Material provided.
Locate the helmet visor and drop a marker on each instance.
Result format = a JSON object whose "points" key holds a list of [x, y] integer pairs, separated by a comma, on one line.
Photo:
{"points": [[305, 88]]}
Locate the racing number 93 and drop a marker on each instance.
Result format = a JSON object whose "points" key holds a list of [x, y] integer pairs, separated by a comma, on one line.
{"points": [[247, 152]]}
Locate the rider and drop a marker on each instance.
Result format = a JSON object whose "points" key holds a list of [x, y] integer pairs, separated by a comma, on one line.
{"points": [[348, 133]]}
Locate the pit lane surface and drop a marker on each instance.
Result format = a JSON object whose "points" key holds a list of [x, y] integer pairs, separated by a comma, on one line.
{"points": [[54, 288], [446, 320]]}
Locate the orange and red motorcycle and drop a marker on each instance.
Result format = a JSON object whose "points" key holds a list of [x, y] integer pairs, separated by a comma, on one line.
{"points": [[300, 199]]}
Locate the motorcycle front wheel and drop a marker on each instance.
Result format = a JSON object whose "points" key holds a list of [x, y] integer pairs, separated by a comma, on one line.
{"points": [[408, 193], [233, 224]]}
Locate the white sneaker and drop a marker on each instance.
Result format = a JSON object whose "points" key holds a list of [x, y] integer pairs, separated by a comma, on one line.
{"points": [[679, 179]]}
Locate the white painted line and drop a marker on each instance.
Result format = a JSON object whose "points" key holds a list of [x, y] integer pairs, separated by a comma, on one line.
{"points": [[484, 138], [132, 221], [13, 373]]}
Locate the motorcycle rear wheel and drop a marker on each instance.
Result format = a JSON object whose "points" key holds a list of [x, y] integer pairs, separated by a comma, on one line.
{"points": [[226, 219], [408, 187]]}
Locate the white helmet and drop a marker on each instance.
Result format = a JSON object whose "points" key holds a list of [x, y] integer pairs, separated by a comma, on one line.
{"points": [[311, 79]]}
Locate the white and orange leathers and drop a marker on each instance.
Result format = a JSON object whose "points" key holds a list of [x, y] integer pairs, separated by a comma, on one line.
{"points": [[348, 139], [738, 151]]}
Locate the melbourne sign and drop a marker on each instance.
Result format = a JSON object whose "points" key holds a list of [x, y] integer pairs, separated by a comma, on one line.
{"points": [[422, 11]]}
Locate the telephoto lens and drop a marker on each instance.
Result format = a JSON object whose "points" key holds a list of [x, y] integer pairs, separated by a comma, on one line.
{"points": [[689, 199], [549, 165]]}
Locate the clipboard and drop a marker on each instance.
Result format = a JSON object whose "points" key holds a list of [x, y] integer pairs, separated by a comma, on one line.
==
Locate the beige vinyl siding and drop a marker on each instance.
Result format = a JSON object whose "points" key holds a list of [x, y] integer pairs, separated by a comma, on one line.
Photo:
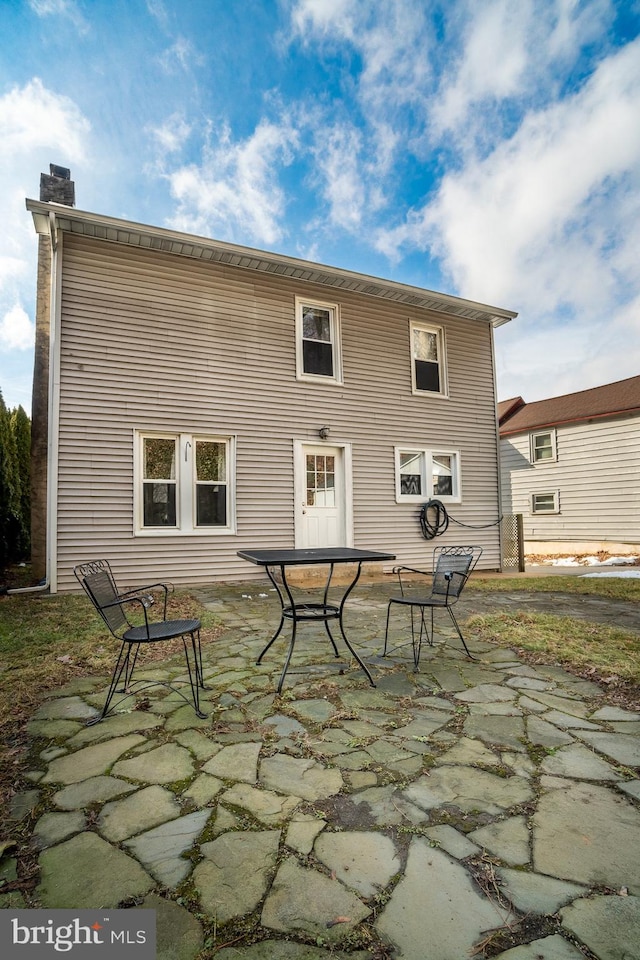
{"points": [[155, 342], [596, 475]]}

Goal.
Return each line in the items above that contains the word "motorcycle". Case counts.

Output for this task.
Locate the orange and red motorcycle and drop a marker on each instance.
Locate the motorcycle front wheel and drop a marker on each instance.
Locate the motorcycle rear wheel and drop a marker on each instance.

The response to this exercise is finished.